- Passage for review -
....................
I am ill by poison. I am ill by a thirst,
to which the nature have not created any drink.











Hand me the dead piece of your life. I will be sure to awake it. the nights await our time-killing knife. We will be sure to break it.











We are older than you, children of earth, you proud, you young. Chaos’ unformable voice are we, chaos’ unformable song we sung.

We, we are clouds on the run, We are wind, we are water, complaining weak, complaining shy Far through the late night of autumn.

Karin Boye

The day of no hunger, it is never the first.
The best day of all, is a day of thirst.
1923 a poem was published in the Swedish magazine clarté, and it came to leave an impression in many young minds. It radiated fighting spirit - both political and personal - and inspired to a new society and human beings. The author of the poem was Karin Boye (1900-1941), an academic from the upper middle class, but who was known for her sympathies with the socialists and for her serene poetry. The poem was In motion.

Karin Boye went through several crises during her life; already as a high-school student she struggled with questions concerning the outlook on life, and when eighteen years old she converted into Christianity, from which she converted back again only a couple of years later, during dramatical circumstances. In her novel Crisis (1934) she tells about her fight in both body and spirit, a fight which tore her apart. Also her bisexuality became one of her deepest crises in life.

As a lyric poet Karin Boye debuted with her poetry collection Clouds (1922). the poems are simple and enhold something of a piety. They are ideas, mirroring the struggle of the outlook on life, but also idyllic. Boye’s poetry after this collection came to show more of her fighting spirit - it leaves a trace of a strict hardness, and piety. but in this the joy. She also seeks joy/pleasure in the death; in the harshness of life.
....................
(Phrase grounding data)
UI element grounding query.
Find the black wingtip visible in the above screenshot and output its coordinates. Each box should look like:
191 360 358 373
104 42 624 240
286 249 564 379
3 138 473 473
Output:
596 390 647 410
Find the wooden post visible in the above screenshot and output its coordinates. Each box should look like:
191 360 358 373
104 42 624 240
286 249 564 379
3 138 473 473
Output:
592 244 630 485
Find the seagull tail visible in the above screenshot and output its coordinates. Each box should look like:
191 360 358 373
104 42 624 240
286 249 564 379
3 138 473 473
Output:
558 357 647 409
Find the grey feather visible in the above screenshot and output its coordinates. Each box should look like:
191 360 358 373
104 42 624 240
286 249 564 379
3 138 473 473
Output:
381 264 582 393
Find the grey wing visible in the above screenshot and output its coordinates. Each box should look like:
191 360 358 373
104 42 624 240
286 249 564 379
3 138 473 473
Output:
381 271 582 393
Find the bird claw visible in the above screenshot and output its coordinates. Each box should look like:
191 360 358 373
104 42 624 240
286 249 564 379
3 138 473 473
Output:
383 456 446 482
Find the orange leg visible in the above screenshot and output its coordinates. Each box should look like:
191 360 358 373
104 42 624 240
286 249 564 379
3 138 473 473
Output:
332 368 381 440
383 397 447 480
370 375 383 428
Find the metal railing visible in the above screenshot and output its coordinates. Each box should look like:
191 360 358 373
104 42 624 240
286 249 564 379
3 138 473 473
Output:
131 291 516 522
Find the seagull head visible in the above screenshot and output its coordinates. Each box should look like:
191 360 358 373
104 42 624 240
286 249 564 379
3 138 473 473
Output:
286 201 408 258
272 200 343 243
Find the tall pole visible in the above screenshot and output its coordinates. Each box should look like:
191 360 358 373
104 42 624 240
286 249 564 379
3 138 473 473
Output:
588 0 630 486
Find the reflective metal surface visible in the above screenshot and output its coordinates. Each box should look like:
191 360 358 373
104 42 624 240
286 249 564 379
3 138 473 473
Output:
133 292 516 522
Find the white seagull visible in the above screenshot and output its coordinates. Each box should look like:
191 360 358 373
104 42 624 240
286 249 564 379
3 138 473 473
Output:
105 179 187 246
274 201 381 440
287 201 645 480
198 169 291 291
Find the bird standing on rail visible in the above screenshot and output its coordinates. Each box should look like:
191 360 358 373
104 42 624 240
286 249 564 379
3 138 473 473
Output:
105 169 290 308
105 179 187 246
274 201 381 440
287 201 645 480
....................
- Exercises -
**1)** In the text about Karin Boye, what was her first poetry collection, and in what year did it come out?
**2)** Answer yes or no to whether each statement agrees with the text about Karin Boye, and quote the words that decide it.
(a) The poem In motion was published in 1923 in the Swedish magazine clarté.
(b) Boye converted to Christianity when she was twenty years old.
(c) Her novel Crisis came out in 1934.
**3)** Write a continuation of the text about Karin Boye, starting after its last sentence.
The records have nothing to do with the text about Karin Boye.

- Outputs for the tasks -
**1)** Clouds, in 1922.

**2)**
(a) Yes: "1923 a poem was published in the Swedish magazine clarté"
(b) No: "when eighteen years old she converted into Christianity"
(c) Yes: "In her novel Crisis (1934)"

**3)**
Karin Boye was inspired by poets/writers as Vilhelm Ekelund, in whose poetry she seeked a solution in beauty-idolizing aestheticism, in Friedrich Nietzsche she found nourishment to a new belief in life and a trust to an unkown god, inside of the human being. She was also well familiar with the grail poet, Gustaf Fröding, and his works of which her teenage poetry whiteness.

The founder of the psychoanalysis, Sigmund Freud, was also one of Karin Boye’s deep inspirationeers, and she was in fact the first author to take the psychoanalysis as a foundation of her life. the novel Crisis is in fact a psychoanalysis on herself, with her as both the psychoanalysis and the patient.

Karin Boye’s second poetry collection is Hidden Lands (1924), and the third The Hearths (1927). She no longer seeks her adventures in the quiet, structured things, but know takes her escape to the power of chaos, as in Elementary Ghosts. But also they are ‘clouds on the run’, which urge us to ‘give ourselves up in the chaos’ formless powers’. Here can some of her typical hardness and sealedness be found.